##### EXTRACT PROVIDED
Daniela and Graham live where I do and unfortunately our DSN is pants.  She is on secondment at the moment anyway and we have a sort of replacement who does 2 days.    Our normal DSN should not be a DSN, I know more than she does.   She says that schools don't have to test if they don't want to and there is nothing she can say to them, she does not give any sort of training and won't start any kids on pumps and specifically puts kids on mixes and I quote 'because it is easier for the school'   my ar*e, she makes me mad so unfortunately Daniela is on her own there.

Daniela, have you spoken to our mutual friend at your school, with the other diabetic child.   Ask her what she thinks, does she know this nurse woman by any chance.  

I'm told your school is a fab school so you should be able to talk to the head and get reasonable answers.    Don't go in guns blazing as I know you want to, as would.

Let us know what happens.   Email me if you want.


----------



## grahams mum (Oct 16, 2009)

the SENCO teacer wasbusy with  assembly i will see her at 3 o clock


----------



## Viki (Oct 16, 2009)

Hi Adrienne,

Im horrifed that a so called nurse would make treament decision purely becuase it made life easier for a school??

My mum is a head teacher in a large junior school and they have an enormous variety of medical conditions to deal with. I know she and the other staff are more than willing to do whatever it takes to work with parents to best meet the kids needs. Obviously she is a bit biased towards the T1 families because she knows some of what theyre going through (I was 23 when i was diagnosed so its not quite the same as having to take full responsibility for your child, but i dont think she worries any less )

Recently one of the classroom assistants went on a special training course and worked with a family for about 6 weeks so that the little girl could go on the 1 week year 5 trip without feeling held back by her diabetes and so that her parents didnt have to worry!
##########
##### DATA RECORDS
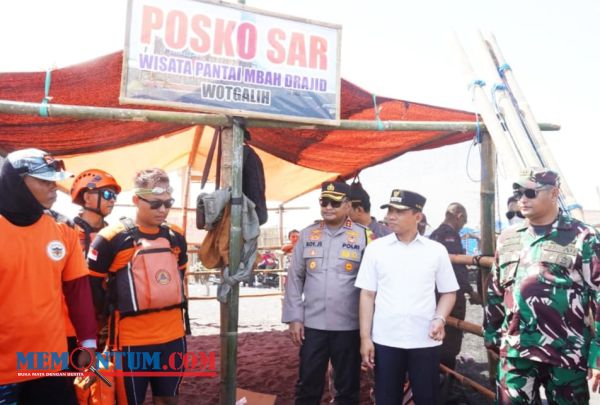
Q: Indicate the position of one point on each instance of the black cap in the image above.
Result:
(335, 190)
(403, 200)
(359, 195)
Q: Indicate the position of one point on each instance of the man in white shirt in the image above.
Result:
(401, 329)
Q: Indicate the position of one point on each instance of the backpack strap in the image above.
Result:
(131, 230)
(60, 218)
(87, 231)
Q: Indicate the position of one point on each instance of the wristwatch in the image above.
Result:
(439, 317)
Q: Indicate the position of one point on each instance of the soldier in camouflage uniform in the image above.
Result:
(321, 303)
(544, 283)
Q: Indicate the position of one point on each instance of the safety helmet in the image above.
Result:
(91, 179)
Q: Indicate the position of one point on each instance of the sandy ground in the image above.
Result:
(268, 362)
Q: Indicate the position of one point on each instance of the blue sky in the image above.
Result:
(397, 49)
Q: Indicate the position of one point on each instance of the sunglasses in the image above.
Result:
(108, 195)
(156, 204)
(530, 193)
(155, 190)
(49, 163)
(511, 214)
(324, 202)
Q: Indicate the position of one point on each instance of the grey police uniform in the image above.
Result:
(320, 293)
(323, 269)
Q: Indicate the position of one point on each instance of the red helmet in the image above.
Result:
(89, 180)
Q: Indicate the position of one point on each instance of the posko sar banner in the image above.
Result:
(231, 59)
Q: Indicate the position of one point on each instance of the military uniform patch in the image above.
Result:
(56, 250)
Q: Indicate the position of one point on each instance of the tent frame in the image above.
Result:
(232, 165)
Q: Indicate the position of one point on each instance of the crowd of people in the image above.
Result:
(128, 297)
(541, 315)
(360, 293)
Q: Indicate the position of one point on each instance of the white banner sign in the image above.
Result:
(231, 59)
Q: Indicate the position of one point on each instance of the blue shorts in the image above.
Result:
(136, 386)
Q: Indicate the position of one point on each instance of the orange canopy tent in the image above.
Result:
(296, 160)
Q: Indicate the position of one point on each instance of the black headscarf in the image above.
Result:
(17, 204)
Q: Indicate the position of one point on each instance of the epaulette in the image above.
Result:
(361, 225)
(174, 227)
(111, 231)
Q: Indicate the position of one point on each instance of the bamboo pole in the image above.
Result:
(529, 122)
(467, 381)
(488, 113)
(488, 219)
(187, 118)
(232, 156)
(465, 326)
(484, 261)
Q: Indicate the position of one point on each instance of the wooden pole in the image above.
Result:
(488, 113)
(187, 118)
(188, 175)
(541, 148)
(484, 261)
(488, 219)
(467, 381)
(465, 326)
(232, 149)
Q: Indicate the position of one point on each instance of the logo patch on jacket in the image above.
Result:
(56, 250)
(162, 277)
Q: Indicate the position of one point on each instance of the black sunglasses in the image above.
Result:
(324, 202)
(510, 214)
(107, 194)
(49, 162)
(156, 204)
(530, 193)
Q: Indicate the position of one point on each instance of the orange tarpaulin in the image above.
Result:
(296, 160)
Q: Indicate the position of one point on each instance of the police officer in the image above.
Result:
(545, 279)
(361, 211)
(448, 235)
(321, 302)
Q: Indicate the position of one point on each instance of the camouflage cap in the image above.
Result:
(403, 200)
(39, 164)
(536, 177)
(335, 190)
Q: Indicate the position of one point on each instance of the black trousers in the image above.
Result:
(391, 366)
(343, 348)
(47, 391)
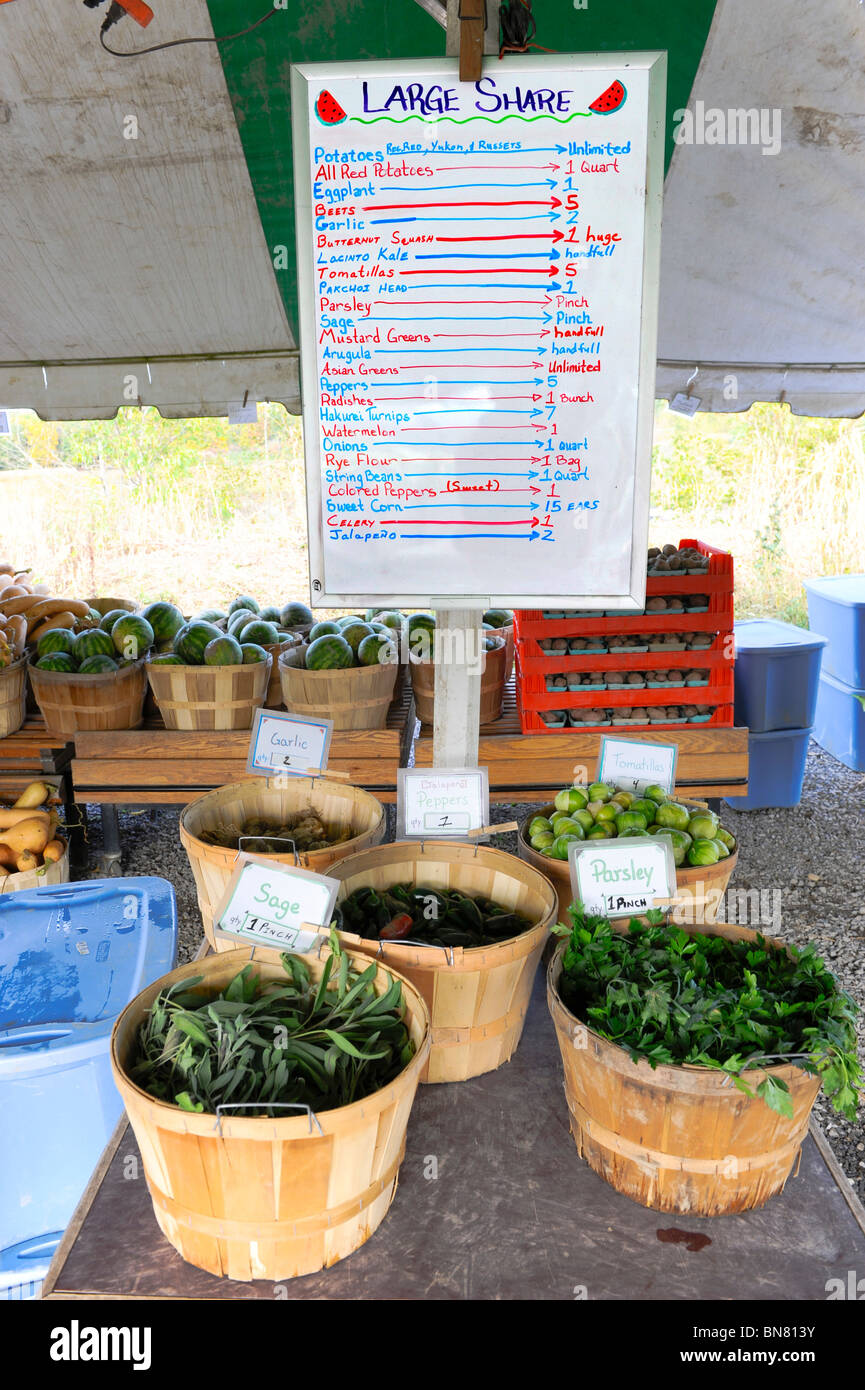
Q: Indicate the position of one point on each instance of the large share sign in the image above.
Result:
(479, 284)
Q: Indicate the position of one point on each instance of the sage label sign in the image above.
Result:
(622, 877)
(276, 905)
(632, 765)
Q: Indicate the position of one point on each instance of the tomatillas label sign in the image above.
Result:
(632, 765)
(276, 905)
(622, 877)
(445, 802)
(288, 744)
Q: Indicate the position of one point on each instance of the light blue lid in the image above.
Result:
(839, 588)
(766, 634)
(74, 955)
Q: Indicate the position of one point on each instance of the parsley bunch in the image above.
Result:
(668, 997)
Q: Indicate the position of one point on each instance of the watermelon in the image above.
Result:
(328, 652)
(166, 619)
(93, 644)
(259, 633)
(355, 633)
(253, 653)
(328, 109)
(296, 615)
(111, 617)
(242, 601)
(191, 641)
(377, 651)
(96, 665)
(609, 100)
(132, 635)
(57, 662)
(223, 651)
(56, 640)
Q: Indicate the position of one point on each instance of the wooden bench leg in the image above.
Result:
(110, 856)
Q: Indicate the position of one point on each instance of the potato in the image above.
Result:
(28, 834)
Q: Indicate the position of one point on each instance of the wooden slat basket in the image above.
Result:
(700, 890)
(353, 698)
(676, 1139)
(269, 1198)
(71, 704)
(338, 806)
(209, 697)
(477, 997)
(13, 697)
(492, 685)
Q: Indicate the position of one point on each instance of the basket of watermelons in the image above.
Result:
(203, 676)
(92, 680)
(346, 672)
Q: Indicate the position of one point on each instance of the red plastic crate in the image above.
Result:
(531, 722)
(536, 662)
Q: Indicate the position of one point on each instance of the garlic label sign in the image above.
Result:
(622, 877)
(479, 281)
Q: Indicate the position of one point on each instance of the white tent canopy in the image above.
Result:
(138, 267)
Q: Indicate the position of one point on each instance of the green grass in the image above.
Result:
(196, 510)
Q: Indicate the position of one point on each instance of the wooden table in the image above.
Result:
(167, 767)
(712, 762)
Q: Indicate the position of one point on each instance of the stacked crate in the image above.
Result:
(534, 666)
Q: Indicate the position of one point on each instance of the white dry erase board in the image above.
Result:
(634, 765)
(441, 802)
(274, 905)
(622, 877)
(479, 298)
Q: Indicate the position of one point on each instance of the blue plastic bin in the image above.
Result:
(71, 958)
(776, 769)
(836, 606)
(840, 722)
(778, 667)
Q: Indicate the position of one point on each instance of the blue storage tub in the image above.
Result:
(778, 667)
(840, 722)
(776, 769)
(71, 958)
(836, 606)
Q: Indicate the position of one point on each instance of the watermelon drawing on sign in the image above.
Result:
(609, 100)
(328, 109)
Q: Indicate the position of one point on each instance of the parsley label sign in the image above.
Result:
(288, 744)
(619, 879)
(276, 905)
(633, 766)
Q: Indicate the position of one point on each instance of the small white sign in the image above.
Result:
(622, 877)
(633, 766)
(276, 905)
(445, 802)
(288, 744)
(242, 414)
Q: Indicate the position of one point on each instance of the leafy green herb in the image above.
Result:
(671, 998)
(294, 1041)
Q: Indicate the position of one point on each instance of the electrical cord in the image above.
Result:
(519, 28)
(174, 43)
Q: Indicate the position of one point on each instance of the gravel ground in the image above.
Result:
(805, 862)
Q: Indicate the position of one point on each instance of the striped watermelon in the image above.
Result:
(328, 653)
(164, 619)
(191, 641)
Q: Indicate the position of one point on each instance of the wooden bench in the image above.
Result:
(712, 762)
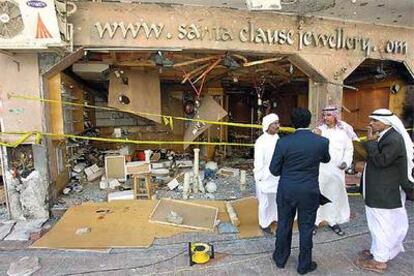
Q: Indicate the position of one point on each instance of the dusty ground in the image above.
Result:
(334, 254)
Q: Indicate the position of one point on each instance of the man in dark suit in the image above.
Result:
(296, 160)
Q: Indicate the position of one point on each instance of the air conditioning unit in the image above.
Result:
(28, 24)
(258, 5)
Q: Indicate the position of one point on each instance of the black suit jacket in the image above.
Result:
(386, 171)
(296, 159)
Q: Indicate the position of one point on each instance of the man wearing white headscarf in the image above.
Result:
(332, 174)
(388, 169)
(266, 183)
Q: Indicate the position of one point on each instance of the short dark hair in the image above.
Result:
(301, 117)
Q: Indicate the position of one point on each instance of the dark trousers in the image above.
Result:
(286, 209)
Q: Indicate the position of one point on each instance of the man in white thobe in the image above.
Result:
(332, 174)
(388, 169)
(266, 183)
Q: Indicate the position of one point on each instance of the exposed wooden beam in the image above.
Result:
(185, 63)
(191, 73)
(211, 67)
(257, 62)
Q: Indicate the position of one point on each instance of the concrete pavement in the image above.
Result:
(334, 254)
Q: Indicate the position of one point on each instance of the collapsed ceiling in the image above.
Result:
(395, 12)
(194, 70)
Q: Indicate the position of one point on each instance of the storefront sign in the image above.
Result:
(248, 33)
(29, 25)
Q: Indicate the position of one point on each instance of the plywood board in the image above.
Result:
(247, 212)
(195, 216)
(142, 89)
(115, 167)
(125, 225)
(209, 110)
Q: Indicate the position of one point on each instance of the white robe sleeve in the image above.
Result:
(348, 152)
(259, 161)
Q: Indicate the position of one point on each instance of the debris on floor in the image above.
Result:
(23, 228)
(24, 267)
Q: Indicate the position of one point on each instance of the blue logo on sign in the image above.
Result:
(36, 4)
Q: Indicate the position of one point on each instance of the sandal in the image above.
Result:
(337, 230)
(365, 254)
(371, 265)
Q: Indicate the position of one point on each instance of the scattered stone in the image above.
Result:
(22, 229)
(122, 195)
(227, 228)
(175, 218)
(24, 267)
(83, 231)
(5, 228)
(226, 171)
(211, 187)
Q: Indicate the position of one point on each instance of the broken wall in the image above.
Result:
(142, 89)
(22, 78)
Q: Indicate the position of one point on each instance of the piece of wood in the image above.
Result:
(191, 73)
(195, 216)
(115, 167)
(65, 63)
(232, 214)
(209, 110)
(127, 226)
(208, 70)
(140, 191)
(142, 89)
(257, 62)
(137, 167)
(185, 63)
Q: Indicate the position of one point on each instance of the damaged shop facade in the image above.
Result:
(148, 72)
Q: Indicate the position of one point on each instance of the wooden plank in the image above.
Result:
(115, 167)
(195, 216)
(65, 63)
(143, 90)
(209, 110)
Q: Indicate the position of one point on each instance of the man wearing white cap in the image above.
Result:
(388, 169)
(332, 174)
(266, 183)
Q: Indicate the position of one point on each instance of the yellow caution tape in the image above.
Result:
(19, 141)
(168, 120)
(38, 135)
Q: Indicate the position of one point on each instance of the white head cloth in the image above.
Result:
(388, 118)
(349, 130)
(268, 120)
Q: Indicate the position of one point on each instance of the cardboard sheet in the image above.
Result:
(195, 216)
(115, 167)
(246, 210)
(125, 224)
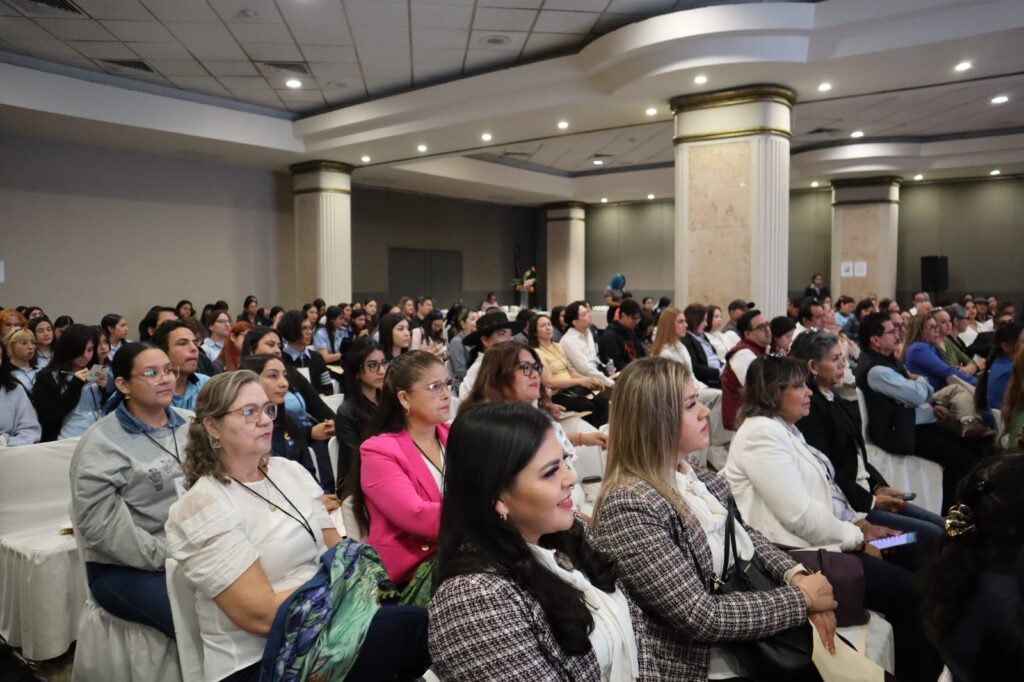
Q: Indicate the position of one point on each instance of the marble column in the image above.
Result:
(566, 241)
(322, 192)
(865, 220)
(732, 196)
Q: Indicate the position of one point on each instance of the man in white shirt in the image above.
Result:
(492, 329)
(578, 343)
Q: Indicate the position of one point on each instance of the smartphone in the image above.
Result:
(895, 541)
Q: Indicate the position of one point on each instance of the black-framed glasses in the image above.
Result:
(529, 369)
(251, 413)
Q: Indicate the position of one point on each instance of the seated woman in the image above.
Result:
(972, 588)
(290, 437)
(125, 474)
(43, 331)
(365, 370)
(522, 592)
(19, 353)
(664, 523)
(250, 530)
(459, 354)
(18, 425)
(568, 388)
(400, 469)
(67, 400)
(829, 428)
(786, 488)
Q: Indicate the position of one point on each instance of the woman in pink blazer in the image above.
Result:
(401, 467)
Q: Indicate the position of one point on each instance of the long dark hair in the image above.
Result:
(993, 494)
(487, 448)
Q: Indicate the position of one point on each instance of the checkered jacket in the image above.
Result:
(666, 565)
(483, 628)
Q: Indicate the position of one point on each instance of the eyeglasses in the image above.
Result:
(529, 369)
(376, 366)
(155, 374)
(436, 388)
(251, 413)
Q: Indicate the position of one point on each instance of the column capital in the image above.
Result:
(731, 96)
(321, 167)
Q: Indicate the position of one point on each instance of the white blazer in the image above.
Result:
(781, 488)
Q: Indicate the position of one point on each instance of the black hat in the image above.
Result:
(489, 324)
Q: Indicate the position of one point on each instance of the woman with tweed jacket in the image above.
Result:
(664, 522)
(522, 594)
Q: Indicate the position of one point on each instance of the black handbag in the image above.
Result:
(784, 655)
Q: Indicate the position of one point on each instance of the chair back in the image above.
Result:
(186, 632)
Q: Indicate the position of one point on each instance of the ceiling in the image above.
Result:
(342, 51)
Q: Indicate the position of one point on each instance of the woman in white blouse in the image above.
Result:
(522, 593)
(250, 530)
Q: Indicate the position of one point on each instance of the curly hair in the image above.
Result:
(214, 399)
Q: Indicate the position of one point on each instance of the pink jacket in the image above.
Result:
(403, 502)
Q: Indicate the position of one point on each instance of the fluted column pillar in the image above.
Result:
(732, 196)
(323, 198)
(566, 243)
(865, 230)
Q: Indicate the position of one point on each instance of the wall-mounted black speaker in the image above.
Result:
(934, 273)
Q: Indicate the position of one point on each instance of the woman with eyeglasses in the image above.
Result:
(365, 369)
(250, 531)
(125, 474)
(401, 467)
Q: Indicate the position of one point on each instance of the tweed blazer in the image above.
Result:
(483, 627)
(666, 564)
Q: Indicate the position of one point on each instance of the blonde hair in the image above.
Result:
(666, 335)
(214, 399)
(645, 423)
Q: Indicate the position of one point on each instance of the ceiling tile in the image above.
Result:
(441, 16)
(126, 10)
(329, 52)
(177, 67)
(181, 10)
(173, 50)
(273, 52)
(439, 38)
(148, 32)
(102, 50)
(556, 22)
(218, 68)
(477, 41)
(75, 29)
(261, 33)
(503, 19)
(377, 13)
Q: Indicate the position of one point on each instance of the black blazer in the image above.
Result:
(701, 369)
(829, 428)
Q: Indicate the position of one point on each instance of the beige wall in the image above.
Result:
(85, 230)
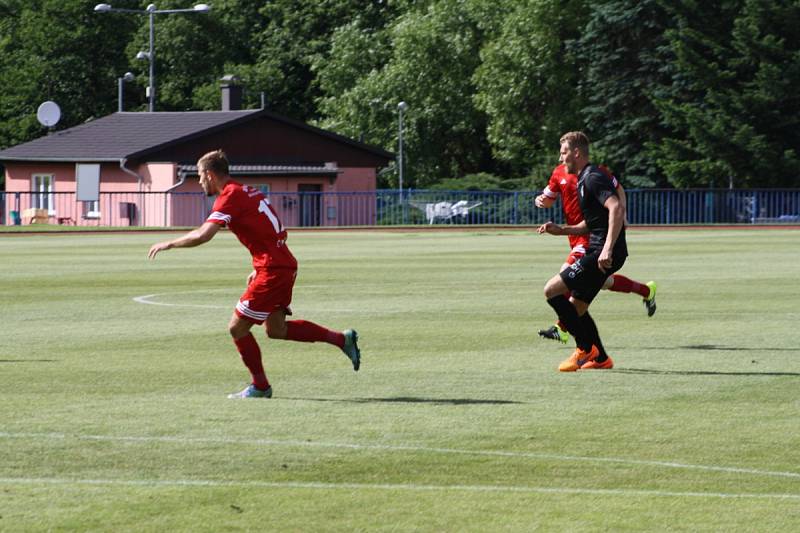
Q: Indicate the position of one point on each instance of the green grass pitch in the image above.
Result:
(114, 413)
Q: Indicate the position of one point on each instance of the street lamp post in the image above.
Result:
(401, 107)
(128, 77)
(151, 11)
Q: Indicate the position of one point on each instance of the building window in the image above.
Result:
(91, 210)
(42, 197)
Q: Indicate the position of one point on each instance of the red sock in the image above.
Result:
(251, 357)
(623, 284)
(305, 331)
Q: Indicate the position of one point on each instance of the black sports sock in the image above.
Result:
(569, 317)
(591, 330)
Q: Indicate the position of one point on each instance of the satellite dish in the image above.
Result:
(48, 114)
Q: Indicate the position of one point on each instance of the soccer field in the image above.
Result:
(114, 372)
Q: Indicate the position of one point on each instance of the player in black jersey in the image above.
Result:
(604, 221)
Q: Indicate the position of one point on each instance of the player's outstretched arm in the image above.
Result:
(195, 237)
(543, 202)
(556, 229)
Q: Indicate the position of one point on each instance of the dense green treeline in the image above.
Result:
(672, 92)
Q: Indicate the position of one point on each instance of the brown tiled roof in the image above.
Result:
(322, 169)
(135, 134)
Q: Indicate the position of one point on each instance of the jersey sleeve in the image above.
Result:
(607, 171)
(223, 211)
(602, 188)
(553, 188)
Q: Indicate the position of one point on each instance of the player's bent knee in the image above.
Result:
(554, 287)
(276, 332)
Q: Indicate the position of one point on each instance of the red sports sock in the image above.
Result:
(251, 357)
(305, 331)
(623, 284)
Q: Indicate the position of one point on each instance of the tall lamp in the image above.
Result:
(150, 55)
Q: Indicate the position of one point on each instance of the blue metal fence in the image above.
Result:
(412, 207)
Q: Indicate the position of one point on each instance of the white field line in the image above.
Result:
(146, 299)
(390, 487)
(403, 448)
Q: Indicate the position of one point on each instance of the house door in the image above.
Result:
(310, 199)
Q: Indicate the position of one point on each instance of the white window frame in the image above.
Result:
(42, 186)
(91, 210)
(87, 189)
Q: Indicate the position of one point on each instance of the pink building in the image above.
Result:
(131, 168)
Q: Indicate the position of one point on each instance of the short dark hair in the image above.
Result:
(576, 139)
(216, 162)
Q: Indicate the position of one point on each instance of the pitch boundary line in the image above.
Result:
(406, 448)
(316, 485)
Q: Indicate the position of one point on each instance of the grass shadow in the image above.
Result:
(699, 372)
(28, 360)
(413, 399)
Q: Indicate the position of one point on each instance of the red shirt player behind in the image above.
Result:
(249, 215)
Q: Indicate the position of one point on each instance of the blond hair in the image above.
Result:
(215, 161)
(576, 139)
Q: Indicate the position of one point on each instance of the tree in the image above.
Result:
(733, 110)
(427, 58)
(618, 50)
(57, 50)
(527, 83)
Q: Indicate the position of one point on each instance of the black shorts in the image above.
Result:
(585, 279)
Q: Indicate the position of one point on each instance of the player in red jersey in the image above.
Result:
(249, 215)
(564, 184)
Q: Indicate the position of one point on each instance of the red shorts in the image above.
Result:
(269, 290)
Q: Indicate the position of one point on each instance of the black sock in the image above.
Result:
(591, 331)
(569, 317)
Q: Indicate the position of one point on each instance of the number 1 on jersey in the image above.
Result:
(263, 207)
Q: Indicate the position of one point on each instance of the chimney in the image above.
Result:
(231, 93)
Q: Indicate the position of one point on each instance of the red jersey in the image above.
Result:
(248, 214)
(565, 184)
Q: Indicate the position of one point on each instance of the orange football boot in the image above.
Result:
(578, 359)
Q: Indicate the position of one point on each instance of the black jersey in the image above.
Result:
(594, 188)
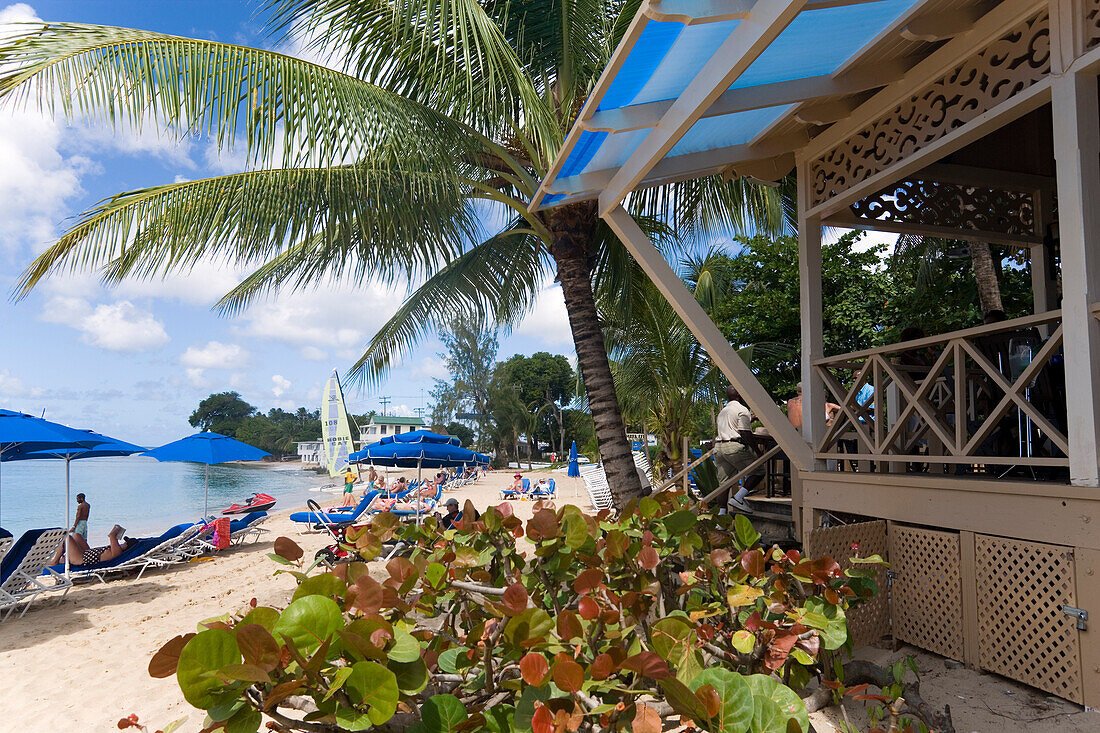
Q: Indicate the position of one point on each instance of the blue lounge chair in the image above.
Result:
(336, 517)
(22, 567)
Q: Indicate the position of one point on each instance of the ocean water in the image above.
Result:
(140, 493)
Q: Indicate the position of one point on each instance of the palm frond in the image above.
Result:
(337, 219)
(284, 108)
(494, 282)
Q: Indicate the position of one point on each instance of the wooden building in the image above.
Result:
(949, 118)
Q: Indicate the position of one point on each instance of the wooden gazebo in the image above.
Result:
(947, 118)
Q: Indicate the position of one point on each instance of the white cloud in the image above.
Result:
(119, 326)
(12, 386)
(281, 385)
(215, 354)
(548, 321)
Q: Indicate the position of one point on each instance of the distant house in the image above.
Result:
##########
Using the forum thread excerpt, list each thing that the sentence beginning "She says that schools" states about what the writer's normal DSN says or does.

- She says that schools don't have to test if they don't want to and that there is nothing she can say to them.
- She does not give any sort of training.
- She won't start any kids on pumps.
- She specifically puts kids on mixes "because it is easier for the school".